Short exercise: Exactly reproduce the line containing "Could you please indicate the white jacket" together with every line after it, through the end of the entries, and give nothing more.

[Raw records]
***
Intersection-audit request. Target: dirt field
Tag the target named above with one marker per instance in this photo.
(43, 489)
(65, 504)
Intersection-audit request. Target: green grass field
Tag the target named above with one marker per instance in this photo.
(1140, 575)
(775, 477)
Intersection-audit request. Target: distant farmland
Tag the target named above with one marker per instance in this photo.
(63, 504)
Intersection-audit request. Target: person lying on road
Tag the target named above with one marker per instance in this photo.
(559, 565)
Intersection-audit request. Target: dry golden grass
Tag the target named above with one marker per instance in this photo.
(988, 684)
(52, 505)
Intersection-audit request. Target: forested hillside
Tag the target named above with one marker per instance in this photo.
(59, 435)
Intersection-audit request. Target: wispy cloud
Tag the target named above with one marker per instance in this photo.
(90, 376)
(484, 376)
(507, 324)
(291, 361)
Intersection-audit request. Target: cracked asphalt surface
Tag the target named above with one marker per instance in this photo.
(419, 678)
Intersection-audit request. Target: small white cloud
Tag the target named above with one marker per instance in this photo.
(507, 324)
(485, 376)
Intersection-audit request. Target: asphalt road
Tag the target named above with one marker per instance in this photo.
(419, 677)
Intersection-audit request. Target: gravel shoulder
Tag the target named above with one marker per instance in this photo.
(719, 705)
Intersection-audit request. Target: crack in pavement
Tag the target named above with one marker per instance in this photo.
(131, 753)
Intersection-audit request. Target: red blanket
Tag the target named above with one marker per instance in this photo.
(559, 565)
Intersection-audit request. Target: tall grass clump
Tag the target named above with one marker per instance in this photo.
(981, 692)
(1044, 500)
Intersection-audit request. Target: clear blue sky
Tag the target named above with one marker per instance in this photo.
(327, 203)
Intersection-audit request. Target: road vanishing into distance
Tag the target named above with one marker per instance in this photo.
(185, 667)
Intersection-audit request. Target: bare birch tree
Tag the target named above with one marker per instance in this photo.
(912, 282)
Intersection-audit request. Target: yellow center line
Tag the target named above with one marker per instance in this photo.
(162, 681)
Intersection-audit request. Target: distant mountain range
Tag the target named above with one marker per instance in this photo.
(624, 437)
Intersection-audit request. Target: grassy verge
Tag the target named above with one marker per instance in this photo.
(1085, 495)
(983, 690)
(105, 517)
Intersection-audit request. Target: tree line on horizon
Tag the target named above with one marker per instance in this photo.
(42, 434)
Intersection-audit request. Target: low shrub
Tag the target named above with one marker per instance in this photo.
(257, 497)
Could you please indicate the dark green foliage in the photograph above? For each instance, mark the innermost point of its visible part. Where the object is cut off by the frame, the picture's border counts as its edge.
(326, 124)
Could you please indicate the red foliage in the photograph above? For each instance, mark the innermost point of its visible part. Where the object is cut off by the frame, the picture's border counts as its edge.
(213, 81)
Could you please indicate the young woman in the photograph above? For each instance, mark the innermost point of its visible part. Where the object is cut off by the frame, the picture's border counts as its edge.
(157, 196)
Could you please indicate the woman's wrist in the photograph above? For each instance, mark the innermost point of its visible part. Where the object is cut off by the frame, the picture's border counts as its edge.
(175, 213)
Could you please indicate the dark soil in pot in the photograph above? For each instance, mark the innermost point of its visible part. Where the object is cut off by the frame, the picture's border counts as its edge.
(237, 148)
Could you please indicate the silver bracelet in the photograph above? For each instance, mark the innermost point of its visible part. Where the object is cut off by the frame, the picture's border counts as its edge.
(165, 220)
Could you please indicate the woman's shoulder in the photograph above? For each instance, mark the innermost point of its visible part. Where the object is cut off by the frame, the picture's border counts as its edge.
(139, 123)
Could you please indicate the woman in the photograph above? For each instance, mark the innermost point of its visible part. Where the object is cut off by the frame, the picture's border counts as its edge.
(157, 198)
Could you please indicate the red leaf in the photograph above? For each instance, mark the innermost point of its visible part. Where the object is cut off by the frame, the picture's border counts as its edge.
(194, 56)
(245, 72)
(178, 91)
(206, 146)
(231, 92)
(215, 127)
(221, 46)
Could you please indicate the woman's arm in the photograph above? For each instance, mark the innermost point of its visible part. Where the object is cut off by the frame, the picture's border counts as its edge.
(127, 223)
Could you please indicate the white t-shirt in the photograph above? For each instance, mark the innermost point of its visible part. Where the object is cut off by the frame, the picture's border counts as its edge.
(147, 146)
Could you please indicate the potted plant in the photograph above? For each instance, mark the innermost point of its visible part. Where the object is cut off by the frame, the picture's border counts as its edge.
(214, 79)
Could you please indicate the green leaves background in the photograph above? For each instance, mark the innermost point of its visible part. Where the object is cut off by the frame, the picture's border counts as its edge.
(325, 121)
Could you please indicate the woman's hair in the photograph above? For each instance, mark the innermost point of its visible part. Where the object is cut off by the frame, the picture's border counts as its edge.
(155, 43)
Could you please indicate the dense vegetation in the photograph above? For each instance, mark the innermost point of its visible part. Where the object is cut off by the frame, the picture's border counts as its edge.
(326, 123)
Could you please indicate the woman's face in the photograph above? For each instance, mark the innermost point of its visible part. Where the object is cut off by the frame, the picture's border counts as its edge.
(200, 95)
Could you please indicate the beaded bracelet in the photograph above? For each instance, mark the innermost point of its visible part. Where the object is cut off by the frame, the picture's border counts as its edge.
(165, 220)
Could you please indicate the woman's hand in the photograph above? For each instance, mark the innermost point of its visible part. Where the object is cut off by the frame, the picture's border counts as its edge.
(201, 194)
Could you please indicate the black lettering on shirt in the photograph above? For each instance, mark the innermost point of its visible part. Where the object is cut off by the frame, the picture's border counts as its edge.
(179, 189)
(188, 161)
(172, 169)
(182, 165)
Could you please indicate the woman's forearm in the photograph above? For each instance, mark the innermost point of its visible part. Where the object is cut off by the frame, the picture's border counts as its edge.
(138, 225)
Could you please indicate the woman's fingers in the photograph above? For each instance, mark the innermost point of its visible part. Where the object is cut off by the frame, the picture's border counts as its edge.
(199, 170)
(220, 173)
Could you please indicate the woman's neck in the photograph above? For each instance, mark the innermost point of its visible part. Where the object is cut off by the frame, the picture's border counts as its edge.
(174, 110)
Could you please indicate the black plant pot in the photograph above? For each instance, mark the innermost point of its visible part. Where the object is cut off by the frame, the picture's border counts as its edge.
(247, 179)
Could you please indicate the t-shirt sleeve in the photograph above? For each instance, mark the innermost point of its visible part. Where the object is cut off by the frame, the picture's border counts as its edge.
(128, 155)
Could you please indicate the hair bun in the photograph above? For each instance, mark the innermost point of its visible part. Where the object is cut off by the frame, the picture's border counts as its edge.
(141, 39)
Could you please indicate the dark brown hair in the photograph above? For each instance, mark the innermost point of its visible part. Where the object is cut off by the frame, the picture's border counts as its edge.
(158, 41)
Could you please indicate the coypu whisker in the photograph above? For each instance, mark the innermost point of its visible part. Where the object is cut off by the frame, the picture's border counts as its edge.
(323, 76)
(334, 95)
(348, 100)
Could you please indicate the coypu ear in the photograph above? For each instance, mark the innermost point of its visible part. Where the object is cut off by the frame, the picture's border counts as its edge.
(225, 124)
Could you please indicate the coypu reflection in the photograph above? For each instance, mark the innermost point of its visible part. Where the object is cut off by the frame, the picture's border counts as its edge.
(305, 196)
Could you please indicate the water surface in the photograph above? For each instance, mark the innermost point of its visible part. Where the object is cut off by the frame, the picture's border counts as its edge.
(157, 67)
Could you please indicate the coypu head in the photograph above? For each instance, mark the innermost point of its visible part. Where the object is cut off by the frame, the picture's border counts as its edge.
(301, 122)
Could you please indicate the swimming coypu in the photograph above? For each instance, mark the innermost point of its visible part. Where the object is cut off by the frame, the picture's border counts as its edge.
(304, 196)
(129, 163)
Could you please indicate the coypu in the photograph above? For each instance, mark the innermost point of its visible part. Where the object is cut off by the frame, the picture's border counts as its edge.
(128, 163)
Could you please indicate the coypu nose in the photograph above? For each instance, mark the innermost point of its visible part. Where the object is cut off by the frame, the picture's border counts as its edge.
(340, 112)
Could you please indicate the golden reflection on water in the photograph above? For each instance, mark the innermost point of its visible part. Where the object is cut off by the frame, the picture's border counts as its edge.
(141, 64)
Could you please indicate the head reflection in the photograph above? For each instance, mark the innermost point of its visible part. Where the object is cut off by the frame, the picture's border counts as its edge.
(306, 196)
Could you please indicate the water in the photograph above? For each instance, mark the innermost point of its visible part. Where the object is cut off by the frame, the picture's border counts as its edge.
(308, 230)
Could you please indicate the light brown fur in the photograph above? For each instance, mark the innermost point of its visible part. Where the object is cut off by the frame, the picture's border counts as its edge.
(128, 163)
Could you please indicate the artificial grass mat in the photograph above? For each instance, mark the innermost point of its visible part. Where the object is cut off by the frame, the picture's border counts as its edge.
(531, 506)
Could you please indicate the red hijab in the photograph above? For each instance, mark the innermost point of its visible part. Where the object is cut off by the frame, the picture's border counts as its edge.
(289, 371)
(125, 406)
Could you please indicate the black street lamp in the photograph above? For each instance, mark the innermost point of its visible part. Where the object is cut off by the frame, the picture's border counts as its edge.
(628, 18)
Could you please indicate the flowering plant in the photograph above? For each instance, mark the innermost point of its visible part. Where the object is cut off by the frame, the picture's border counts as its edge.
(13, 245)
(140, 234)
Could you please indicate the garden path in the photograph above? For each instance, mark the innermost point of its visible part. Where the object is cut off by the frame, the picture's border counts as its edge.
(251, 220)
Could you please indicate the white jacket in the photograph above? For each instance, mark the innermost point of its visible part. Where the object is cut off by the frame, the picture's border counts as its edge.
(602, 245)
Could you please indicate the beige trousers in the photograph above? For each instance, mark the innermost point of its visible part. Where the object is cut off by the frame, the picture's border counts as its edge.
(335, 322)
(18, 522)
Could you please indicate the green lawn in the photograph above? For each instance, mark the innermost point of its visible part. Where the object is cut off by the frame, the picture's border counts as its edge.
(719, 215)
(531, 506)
***
Answer:
Could you please indicate the white jacket in the photograph above? For each instance, mark the innermost point of its visible part. Where the object is cut off by the frame, the picture's border counts as its edge.
(602, 245)
Could you please indicate the beige trousers in the photograph above? For each instance, mark the innermost point of its visible part. Where the object is cut off by the frame, the picture's border counts as its edge.
(335, 322)
(18, 522)
Could you please indicate the green lawn in the photograph above? For each instance, mark the innermost point of its visible part. Where the object is cut off by the frame, the picture's border counts as its edge.
(719, 215)
(531, 506)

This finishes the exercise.